For comparison, we applied viralComplete22 and VIBRANT11 to the mock dataset (Fig. 3c,d and Supplementary Table 6). viralComplete estimates completeness based on affiliation to viruses from the NCBI RefSeq database, while VIBRANT classifies sequences into quality tiers based on gene content and the presence of DTRs. VIBRANT’s quality tiers were only weakly correlated with true completeness (Pearson’s r = 0.466), with a majority of near-complete genomes (>90% complete) classified as either low or medium quality (183/227, 80.6%). viralComplete showed much better performance (Pearson’s r = 0.703), but still displayed high error for a considerable number of sequences (MUE = 8.71%, IQR = 3.13–21.76%).

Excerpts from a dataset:
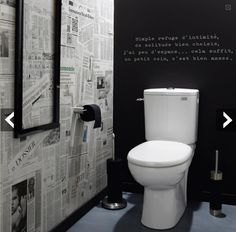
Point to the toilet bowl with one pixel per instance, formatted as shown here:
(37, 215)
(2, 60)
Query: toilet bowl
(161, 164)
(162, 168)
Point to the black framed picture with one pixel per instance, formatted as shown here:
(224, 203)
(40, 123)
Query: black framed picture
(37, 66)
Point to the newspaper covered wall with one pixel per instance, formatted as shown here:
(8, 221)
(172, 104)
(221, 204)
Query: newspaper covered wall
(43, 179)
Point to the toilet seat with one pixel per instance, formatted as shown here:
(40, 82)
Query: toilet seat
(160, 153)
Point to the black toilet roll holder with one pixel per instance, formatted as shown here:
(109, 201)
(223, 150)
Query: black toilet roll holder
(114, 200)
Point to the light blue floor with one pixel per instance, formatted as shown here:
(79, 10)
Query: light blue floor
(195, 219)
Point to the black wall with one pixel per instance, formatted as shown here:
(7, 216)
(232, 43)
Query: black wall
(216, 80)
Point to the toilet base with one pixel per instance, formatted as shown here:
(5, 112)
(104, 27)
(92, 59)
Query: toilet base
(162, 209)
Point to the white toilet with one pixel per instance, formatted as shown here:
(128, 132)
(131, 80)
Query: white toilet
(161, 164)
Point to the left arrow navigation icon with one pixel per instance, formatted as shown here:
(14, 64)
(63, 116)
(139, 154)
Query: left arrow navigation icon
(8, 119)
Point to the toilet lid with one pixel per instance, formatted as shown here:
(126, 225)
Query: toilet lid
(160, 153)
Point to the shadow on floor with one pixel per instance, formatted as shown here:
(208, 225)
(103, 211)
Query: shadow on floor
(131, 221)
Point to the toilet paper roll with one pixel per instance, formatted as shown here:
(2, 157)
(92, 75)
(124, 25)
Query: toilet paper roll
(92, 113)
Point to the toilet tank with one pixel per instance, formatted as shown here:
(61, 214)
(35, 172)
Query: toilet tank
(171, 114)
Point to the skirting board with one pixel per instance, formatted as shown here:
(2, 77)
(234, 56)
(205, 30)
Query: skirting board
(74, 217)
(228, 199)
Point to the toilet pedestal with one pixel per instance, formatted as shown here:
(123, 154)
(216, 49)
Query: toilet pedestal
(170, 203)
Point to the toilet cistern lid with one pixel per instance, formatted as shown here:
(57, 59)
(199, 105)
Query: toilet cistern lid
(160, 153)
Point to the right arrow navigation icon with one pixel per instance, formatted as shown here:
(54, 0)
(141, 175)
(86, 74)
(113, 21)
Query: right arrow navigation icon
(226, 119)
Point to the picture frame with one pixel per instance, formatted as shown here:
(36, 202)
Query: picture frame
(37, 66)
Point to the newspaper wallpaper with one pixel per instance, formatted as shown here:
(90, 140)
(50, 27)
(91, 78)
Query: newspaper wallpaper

[WHAT YOU SHOULD DO]
Copy out the passage on completeness estimation, everything from "For comparison, we" down to "sequences (MUE = 8.71%, IQR = 3.13–21.76%).".

[RESULT OF THIS TASK]
For comparison, we applied viralComplete22 and VIBRANT11 to the mock dataset (Fig. 3c,d and Supplementary Table 6). viralComplete estimates completeness based on affiliation to viruses from the NCBI RefSeq database, while VIBRANT classifies sequences into quality tiers based on gene content and the presence of DTRs. VIBRANT’s quality tiers were only weakly correlated with true completeness (Pearson’s r = 0.466), with a majority of near-complete genomes (>90% complete) classified as either low or medium quality (183/227, 80.6%). viralComplete showed much better performance (Pearson’s r = 0.703), but still displayed high error for a considerable number of sequences (MUE = 8.71%, IQR = 3.13–21.76%).